## Data provided
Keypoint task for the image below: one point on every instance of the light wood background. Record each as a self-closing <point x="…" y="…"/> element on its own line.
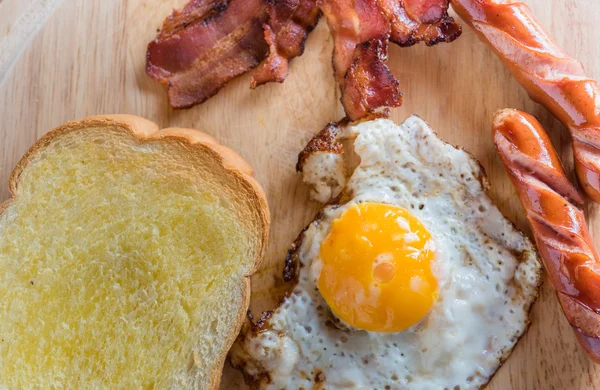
<point x="65" y="59"/>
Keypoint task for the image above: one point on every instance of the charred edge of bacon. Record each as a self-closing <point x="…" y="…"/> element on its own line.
<point x="286" y="37"/>
<point x="369" y="84"/>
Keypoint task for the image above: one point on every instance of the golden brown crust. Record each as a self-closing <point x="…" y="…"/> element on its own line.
<point x="147" y="131"/>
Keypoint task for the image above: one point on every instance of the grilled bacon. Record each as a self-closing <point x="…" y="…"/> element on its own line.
<point x="360" y="35"/>
<point x="209" y="42"/>
<point x="290" y="22"/>
<point x="204" y="46"/>
<point x="414" y="21"/>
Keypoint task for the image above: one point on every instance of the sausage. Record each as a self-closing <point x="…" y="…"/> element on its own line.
<point x="552" y="207"/>
<point x="547" y="73"/>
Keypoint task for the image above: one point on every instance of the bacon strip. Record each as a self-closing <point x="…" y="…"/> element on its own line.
<point x="210" y="42"/>
<point x="360" y="34"/>
<point x="414" y="21"/>
<point x="204" y="46"/>
<point x="369" y="84"/>
<point x="290" y="22"/>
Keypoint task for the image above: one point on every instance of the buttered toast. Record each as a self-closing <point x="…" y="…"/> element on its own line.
<point x="125" y="254"/>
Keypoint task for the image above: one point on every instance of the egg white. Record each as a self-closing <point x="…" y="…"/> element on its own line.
<point x="489" y="275"/>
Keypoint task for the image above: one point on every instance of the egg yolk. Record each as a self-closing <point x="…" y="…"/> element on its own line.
<point x="377" y="268"/>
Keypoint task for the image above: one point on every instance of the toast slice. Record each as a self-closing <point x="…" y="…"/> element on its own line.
<point x="125" y="254"/>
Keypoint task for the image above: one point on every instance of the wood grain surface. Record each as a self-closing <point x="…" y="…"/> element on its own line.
<point x="65" y="59"/>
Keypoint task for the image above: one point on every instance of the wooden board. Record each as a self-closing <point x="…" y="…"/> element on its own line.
<point x="65" y="59"/>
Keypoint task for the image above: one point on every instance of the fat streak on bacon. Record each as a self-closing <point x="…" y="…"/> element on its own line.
<point x="290" y="22"/>
<point x="204" y="46"/>
<point x="210" y="42"/>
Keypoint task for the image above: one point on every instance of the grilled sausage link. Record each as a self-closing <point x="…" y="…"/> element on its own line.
<point x="551" y="204"/>
<point x="549" y="75"/>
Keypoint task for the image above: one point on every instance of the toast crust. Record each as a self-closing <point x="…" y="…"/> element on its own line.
<point x="229" y="161"/>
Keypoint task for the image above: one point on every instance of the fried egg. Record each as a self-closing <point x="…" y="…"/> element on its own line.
<point x="410" y="278"/>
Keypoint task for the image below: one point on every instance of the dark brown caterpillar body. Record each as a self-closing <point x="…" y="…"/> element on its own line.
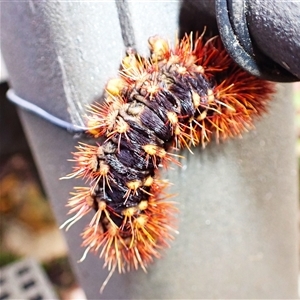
<point x="177" y="98"/>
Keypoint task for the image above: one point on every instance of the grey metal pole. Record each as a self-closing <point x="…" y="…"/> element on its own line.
<point x="238" y="201"/>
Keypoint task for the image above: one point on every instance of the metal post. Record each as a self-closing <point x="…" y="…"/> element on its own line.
<point x="238" y="200"/>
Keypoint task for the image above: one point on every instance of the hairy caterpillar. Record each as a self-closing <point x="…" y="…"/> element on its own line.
<point x="178" y="97"/>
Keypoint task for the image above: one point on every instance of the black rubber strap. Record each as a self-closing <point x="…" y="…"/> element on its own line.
<point x="24" y="104"/>
<point x="232" y="23"/>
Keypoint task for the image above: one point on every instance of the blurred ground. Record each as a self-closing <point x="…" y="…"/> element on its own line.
<point x="27" y="225"/>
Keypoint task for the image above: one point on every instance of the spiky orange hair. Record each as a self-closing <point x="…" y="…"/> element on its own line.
<point x="178" y="97"/>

## Exercise prompt
Reproduce the whole listing above word for word, but not its pictures.

## Finished answer
Keypoint task for the image below: one point on every instance of the light wood background. Record each as a self-closing <point x="…" y="…"/> element on its own line.
<point x="65" y="59"/>
Keypoint task for the image above: one point on every instance of the charred edge of bacon. Record each as a self-closing <point x="…" y="…"/> element on its own line.
<point x="286" y="37"/>
<point x="369" y="84"/>
Keypoint task for the image above: one point on every instance of the golden brown crust. Record each as a self-closing <point x="…" y="…"/> element on its own line.
<point x="147" y="131"/>
Keypoint task for the image above: one point on every instance of the grilled bacon. Record each as a self-closing <point x="…" y="…"/> element on its own line.
<point x="360" y="35"/>
<point x="209" y="42"/>
<point x="290" y="22"/>
<point x="204" y="46"/>
<point x="414" y="21"/>
Keypoint task for the image above: one point on every instance of the sausage. Record each as a self-closing <point x="…" y="…"/> element on its own line.
<point x="552" y="207"/>
<point x="547" y="73"/>
Keypoint task for the image above: one point on every instance of the bacon strip. Record each as a self-closing <point x="…" y="…"/> element on its own line.
<point x="210" y="42"/>
<point x="360" y="34"/>
<point x="414" y="21"/>
<point x="204" y="46"/>
<point x="369" y="84"/>
<point x="290" y="22"/>
Keypoint task for the image above: one point on every instance of the buttered toast. Record each as a self-closing <point x="…" y="…"/> element on its own line.
<point x="125" y="254"/>
Keypoint task for the image above: one point on every instance of the egg white. Record each as a self-closing <point x="…" y="…"/> element on its own line.
<point x="489" y="275"/>
Keypoint task for the image above: one point on every instance of the egg yolk. Record each as a self-closing <point x="…" y="…"/> element on its own line.
<point x="377" y="268"/>
Keypoint task for the image above: one point on every instance of the toast slice. Record each as a self-closing <point x="…" y="…"/> element on its own line.
<point x="125" y="254"/>
Keypoint task for the image above: one point on every instance of the wood grain surface. Record each as a self-closing <point x="…" y="…"/> element on its own line.
<point x="65" y="59"/>
Keypoint task for the image above: one point on every instance of the wooden board. Record each as a self-closing <point x="…" y="…"/> element on its own line.
<point x="65" y="59"/>
Keypoint task for the image above: one point on every instance of the fat streak on bacon. Record each as a self-closing <point x="…" y="…"/> element on its own line.
<point x="290" y="22"/>
<point x="204" y="46"/>
<point x="210" y="42"/>
Keypoint task for the image above: one point on every instance of the grilled sausage link. Record each as a self-closing <point x="…" y="…"/> element on its own line.
<point x="551" y="204"/>
<point x="549" y="75"/>
Keypoint task for the image above: one point on every instance of the toast crust. Record each as a self-closing <point x="…" y="…"/> element on its own line.
<point x="229" y="161"/>
Keypoint task for the image above: one point on every instance of the fried egg. Record each as a self-closing <point x="…" y="…"/> element on its own line.
<point x="410" y="278"/>
Keypoint task for the image below: one point on every instance of the dark brown caterpillar body. Record each as a self-closing <point x="…" y="…"/> element on its own line.
<point x="177" y="98"/>
Keypoint task for the image above: one point on every instance of the grey metal pole. Record each as a self-closing <point x="…" y="…"/> element on its own line.
<point x="238" y="201"/>
Keypoint task for the image above: one point on every instance of the metal post. Record each as a self-closing <point x="…" y="…"/> element on its own line.
<point x="238" y="200"/>
Keypoint task for the image above: one point on every instance of the hairy caterpillar. Record each as a self-closing <point x="…" y="…"/> element on its own line.
<point x="178" y="97"/>
Keypoint task for the image above: one point on every instance of the black rubber strap. Record each as a self-closing <point x="…" y="…"/> element on its own line.
<point x="24" y="104"/>
<point x="232" y="23"/>
Keypoint task for the image above: one point on every instance of the blurred ground. Record each as a self-closing <point x="…" y="…"/> element on its own line.
<point x="27" y="225"/>
Keypoint task for the image above: one point on every instance of the spiky orange hair. Record each as a self-closing <point x="…" y="…"/> element on its own line.
<point x="178" y="97"/>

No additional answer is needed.